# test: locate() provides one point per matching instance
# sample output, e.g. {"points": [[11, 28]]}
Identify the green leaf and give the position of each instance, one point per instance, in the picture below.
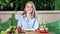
{"points": [[0, 2], [1, 6], [7, 1], [11, 5]]}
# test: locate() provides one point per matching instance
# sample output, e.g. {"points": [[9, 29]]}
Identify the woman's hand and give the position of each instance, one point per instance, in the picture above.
{"points": [[19, 29]]}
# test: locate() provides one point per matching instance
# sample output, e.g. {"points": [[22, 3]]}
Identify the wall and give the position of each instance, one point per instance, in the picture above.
{"points": [[48, 16]]}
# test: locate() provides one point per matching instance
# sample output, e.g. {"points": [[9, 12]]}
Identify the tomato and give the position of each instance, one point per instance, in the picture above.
{"points": [[43, 31], [38, 30], [47, 31]]}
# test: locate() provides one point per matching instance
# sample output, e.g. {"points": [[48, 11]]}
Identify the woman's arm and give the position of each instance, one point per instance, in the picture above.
{"points": [[36, 24]]}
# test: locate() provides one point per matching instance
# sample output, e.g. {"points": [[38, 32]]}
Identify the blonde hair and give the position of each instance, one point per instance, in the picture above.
{"points": [[34, 9]]}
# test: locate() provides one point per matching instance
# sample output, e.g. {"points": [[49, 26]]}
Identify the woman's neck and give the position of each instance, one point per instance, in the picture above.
{"points": [[28, 16]]}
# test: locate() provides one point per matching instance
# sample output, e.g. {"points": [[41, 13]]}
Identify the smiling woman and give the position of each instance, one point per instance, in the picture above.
{"points": [[18, 5]]}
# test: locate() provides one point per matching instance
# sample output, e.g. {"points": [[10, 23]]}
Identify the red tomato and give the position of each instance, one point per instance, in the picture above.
{"points": [[47, 31], [38, 30], [43, 31]]}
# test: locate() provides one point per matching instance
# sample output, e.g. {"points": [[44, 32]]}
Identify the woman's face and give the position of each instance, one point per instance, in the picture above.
{"points": [[29, 8]]}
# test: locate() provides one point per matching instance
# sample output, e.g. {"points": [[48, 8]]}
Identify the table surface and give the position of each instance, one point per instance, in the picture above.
{"points": [[36, 33]]}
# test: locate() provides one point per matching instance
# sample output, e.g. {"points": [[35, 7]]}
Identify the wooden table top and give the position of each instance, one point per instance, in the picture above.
{"points": [[36, 33]]}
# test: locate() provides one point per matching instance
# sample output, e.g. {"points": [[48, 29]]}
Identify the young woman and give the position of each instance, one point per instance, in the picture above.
{"points": [[28, 19]]}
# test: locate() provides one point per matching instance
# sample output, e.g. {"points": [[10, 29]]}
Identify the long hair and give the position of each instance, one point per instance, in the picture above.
{"points": [[34, 9]]}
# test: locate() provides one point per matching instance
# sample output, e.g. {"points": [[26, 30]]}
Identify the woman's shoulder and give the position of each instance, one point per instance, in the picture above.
{"points": [[21, 16]]}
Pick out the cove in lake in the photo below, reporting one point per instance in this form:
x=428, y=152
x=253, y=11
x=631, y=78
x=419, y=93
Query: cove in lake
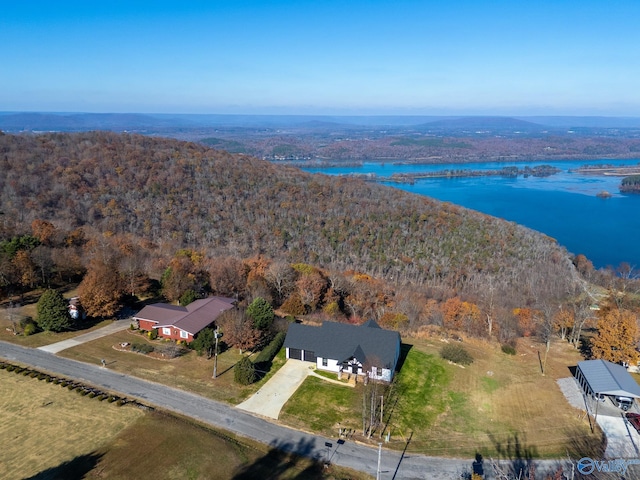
x=563, y=206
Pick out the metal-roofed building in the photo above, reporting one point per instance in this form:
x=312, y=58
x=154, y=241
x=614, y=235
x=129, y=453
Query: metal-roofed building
x=599, y=377
x=182, y=323
x=363, y=349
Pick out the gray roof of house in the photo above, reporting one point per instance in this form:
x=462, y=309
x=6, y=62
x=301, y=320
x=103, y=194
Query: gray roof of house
x=192, y=318
x=609, y=378
x=368, y=343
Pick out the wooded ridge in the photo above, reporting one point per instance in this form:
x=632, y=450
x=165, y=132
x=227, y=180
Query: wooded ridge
x=171, y=195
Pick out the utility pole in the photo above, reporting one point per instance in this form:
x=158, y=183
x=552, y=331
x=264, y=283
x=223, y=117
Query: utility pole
x=217, y=335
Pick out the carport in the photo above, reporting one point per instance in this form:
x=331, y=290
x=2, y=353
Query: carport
x=599, y=377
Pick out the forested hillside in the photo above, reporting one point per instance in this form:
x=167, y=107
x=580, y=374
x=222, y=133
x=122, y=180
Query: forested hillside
x=168, y=195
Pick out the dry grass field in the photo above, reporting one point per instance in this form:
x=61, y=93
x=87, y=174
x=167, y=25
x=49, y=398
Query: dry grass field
x=49, y=432
x=43, y=425
x=502, y=405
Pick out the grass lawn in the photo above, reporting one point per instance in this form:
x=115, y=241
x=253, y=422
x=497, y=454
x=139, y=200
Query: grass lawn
x=189, y=372
x=500, y=405
x=28, y=309
x=51, y=432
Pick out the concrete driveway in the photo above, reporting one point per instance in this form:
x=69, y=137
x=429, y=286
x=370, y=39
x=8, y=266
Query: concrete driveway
x=269, y=400
x=622, y=439
x=87, y=337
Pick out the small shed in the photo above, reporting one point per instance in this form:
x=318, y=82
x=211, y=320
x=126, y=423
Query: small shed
x=599, y=377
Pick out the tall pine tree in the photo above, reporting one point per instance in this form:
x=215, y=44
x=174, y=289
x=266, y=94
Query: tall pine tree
x=53, y=312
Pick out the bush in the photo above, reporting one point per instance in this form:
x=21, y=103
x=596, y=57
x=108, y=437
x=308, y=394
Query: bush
x=142, y=348
x=456, y=354
x=29, y=328
x=271, y=350
x=244, y=372
x=261, y=312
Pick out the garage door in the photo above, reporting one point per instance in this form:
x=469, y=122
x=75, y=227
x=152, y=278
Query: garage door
x=295, y=353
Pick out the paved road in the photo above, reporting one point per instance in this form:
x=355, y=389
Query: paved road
x=349, y=454
x=87, y=337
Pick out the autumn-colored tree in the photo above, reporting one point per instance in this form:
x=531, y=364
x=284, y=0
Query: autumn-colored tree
x=462, y=316
x=294, y=306
x=25, y=268
x=43, y=231
x=394, y=320
x=185, y=272
x=227, y=276
x=617, y=337
x=311, y=288
x=100, y=290
x=281, y=277
x=528, y=320
x=563, y=321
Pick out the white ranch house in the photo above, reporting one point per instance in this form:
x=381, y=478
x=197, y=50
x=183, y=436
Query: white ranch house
x=365, y=349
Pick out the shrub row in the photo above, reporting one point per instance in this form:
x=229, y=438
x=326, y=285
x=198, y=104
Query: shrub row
x=71, y=385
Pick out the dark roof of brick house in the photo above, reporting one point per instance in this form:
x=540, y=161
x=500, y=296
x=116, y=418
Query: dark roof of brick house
x=192, y=318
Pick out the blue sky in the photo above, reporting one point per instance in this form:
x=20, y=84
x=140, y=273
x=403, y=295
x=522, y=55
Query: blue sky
x=560, y=57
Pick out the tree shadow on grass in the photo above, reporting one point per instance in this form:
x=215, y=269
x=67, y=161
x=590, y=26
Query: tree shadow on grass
x=281, y=458
x=516, y=456
x=404, y=351
x=74, y=469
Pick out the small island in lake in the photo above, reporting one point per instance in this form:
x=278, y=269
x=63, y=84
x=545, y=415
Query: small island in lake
x=630, y=184
x=603, y=194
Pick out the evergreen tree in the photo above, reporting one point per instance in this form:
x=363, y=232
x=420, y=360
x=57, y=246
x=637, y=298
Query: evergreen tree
x=244, y=372
x=53, y=312
x=261, y=312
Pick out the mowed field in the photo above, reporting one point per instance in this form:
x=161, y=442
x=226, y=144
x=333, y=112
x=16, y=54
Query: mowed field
x=43, y=426
x=49, y=432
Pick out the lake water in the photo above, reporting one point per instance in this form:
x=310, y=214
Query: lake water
x=563, y=206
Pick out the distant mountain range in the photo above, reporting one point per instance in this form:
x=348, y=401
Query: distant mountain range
x=41, y=121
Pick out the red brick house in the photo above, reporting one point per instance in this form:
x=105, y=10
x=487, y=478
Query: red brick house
x=182, y=323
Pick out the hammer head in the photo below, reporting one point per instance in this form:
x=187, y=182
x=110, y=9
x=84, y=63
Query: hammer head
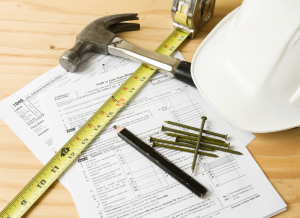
x=95, y=37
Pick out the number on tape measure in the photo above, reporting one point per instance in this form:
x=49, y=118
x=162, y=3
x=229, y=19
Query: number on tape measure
x=65, y=156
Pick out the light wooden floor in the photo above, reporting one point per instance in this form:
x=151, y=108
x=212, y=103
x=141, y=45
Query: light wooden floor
x=33, y=35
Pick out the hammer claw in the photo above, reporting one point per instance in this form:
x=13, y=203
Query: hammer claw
x=96, y=36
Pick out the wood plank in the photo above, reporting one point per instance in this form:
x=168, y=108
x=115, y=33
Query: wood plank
x=33, y=36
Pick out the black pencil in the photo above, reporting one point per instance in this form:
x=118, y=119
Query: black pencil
x=161, y=162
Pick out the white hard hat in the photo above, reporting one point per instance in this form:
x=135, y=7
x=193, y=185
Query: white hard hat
x=248, y=67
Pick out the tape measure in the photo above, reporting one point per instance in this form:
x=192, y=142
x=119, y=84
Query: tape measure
x=66, y=155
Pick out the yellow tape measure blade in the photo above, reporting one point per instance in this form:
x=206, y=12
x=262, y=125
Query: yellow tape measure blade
x=68, y=153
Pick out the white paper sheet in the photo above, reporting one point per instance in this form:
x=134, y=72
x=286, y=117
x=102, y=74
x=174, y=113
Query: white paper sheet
x=111, y=179
x=22, y=111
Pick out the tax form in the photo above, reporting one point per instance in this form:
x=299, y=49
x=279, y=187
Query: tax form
x=22, y=111
x=111, y=179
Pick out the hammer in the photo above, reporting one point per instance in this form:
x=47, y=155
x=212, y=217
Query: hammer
x=99, y=37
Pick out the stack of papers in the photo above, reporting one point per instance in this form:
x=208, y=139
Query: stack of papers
x=110, y=178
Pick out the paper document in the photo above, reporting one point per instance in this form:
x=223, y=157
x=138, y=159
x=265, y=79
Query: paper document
x=22, y=111
x=111, y=179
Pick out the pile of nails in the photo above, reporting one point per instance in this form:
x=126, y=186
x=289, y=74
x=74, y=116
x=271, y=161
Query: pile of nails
x=194, y=142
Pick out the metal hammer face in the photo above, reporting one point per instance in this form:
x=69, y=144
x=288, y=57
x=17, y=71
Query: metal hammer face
x=95, y=37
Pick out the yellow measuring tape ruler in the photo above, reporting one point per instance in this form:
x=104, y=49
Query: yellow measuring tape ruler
x=65, y=156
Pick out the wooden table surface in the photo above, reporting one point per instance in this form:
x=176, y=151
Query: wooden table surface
x=34, y=34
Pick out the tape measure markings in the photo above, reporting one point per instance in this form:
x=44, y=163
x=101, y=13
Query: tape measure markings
x=66, y=155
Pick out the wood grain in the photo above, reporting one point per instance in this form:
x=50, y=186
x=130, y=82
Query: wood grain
x=33, y=35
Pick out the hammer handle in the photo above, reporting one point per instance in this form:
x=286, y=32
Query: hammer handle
x=169, y=66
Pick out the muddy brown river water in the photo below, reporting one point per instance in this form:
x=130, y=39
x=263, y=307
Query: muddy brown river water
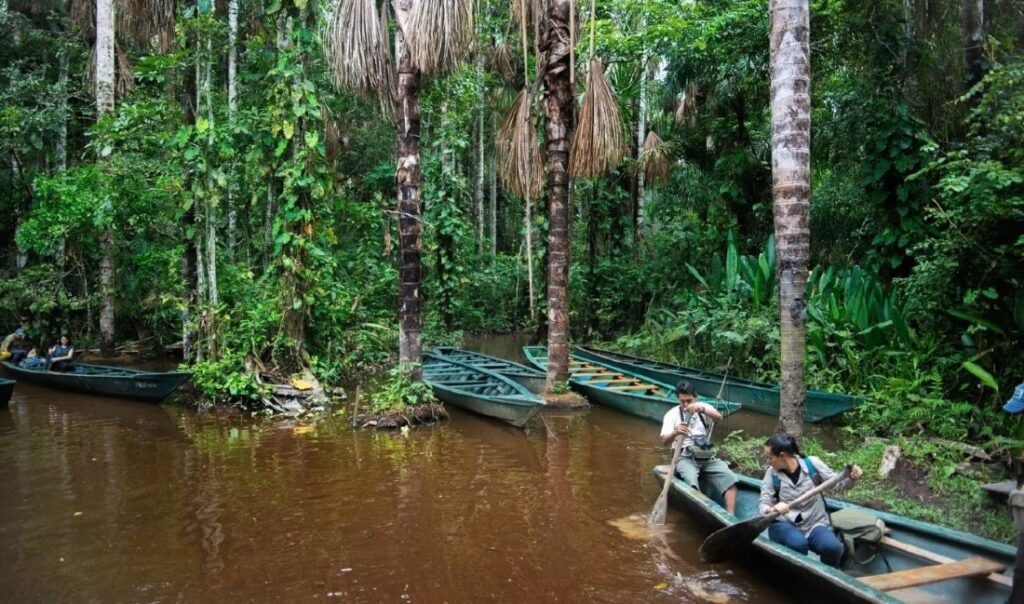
x=105, y=501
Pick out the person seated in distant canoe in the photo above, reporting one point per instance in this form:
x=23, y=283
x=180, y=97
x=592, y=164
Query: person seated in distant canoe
x=691, y=421
x=59, y=357
x=790, y=475
x=12, y=347
x=33, y=360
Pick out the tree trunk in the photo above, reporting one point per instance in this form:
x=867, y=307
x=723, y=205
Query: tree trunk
x=104, y=108
x=232, y=111
x=791, y=126
x=558, y=105
x=479, y=154
x=493, y=169
x=409, y=178
x=974, y=40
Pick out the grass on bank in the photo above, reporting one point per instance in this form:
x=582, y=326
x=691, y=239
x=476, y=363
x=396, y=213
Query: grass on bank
x=925, y=485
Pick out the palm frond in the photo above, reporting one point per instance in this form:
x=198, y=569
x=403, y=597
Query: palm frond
x=358, y=51
x=439, y=34
x=686, y=111
x=597, y=145
x=655, y=159
x=519, y=161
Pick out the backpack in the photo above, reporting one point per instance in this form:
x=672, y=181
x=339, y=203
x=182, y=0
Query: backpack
x=859, y=527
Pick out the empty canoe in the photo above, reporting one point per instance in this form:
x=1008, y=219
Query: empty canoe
x=528, y=377
x=478, y=390
x=631, y=394
x=755, y=396
x=105, y=381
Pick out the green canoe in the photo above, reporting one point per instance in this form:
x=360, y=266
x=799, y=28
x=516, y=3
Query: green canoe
x=478, y=390
x=634, y=395
x=528, y=377
x=908, y=545
x=105, y=381
x=755, y=396
x=6, y=389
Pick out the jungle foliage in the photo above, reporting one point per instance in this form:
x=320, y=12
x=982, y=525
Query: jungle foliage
x=915, y=298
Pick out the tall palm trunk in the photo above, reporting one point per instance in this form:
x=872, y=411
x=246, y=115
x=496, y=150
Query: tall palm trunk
x=409, y=178
x=559, y=123
x=791, y=125
x=232, y=111
x=974, y=40
x=104, y=106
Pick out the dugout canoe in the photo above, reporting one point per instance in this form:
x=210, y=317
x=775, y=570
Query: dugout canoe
x=929, y=563
x=534, y=380
x=6, y=389
x=756, y=396
x=631, y=394
x=105, y=381
x=479, y=390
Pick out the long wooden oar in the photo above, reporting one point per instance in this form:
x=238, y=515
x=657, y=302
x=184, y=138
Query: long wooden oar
x=726, y=543
x=659, y=510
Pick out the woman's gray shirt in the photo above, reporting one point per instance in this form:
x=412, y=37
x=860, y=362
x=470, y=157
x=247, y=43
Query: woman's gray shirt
x=810, y=513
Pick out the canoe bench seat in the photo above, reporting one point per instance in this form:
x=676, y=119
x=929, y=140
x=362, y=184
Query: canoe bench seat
x=975, y=566
x=632, y=387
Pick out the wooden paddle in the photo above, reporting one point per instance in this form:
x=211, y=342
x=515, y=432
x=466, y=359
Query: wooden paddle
x=726, y=543
x=659, y=510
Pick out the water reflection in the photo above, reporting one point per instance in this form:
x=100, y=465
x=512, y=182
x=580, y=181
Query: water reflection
x=110, y=501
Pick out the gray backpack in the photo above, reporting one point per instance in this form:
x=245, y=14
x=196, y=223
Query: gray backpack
x=861, y=533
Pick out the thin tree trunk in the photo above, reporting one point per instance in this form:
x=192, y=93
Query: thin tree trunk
x=479, y=155
x=104, y=106
x=791, y=117
x=558, y=108
x=641, y=135
x=232, y=111
x=974, y=40
x=409, y=178
x=493, y=175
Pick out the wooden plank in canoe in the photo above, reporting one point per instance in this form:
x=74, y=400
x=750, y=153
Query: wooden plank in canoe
x=929, y=574
x=933, y=557
x=633, y=387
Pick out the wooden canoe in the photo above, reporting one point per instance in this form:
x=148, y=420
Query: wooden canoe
x=478, y=390
x=631, y=394
x=105, y=381
x=755, y=396
x=6, y=389
x=930, y=563
x=534, y=380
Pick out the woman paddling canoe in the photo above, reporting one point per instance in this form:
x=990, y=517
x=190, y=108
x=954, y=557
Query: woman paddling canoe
x=806, y=526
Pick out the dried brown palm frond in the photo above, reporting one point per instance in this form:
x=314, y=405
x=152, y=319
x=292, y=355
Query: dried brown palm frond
x=147, y=20
x=332, y=135
x=686, y=111
x=655, y=159
x=597, y=145
x=500, y=59
x=519, y=161
x=439, y=34
x=358, y=51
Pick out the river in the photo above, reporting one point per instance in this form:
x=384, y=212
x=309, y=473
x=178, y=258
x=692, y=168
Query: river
x=108, y=501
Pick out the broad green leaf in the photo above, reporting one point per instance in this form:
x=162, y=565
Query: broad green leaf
x=985, y=377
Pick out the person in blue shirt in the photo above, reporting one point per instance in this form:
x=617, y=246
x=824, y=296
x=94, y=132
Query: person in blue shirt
x=1014, y=406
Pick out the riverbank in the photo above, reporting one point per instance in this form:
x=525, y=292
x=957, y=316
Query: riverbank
x=931, y=481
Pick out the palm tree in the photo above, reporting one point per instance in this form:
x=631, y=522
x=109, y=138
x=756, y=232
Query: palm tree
x=558, y=106
x=104, y=108
x=431, y=37
x=791, y=127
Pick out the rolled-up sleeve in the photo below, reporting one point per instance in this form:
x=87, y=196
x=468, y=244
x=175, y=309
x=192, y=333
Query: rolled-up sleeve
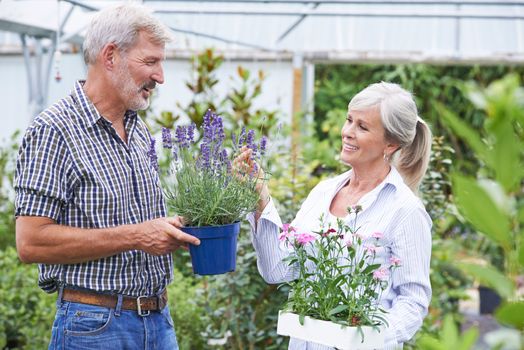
x=41, y=178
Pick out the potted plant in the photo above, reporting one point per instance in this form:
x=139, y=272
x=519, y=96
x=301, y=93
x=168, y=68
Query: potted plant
x=207, y=193
x=335, y=300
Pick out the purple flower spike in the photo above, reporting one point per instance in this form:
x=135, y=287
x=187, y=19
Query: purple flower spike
x=263, y=145
x=207, y=125
x=153, y=158
x=191, y=133
x=180, y=137
x=205, y=156
x=218, y=129
x=234, y=139
x=167, y=140
x=250, y=139
x=242, y=137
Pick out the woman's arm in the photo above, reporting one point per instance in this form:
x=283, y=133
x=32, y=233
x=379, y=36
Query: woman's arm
x=410, y=282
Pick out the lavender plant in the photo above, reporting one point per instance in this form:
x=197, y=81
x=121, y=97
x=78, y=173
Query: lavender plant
x=339, y=279
x=206, y=191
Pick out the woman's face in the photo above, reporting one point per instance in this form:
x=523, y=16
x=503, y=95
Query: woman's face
x=363, y=141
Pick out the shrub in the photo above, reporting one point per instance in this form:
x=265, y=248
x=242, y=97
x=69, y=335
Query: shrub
x=27, y=312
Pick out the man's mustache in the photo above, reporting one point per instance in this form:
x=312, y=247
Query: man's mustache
x=150, y=85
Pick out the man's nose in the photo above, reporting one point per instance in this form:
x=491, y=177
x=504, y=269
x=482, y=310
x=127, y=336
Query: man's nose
x=158, y=75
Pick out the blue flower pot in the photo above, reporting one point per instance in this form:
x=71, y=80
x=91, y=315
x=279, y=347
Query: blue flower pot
x=217, y=251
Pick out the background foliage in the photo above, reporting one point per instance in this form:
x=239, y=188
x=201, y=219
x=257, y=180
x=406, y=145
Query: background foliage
x=238, y=310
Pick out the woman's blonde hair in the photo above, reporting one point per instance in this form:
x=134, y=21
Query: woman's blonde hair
x=402, y=126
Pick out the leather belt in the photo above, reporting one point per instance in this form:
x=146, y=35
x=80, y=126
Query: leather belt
x=142, y=304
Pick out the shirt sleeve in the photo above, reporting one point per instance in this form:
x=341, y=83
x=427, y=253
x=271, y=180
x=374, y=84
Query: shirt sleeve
x=410, y=281
x=270, y=250
x=41, y=177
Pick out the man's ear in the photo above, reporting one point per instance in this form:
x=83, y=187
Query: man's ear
x=107, y=55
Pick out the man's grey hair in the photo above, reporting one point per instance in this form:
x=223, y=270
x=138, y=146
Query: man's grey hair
x=121, y=25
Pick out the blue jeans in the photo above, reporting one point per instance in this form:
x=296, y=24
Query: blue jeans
x=81, y=326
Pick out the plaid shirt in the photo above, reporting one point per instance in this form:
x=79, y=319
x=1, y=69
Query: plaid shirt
x=74, y=168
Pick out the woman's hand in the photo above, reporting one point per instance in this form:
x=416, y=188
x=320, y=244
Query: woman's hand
x=245, y=165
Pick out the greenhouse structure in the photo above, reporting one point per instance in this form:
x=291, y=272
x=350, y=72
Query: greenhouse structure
x=287, y=69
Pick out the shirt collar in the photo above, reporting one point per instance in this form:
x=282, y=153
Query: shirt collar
x=393, y=178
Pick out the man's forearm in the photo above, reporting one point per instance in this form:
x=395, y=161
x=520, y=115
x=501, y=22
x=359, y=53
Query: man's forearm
x=44, y=241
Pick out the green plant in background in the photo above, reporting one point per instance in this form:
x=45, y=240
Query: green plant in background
x=493, y=202
x=449, y=338
x=7, y=167
x=335, y=85
x=239, y=103
x=26, y=313
x=239, y=308
x=184, y=295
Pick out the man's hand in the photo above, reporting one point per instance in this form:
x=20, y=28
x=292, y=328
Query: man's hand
x=162, y=236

◇ ◇ ◇ ◇ ◇

▶ **Your instructions**
I'd like the lines above from the one with "x=180, y=97" up to and including the one with "x=723, y=205" copied exactly, with no other lines.

▶ **Finished task**
x=180, y=97
x=592, y=164
Query: person seated in distant canoe
x=691, y=421
x=59, y=357
x=790, y=475
x=12, y=347
x=33, y=360
Pick out the tree trunk in the photo above, reporting one point per instance in this form:
x=867, y=307
x=723, y=205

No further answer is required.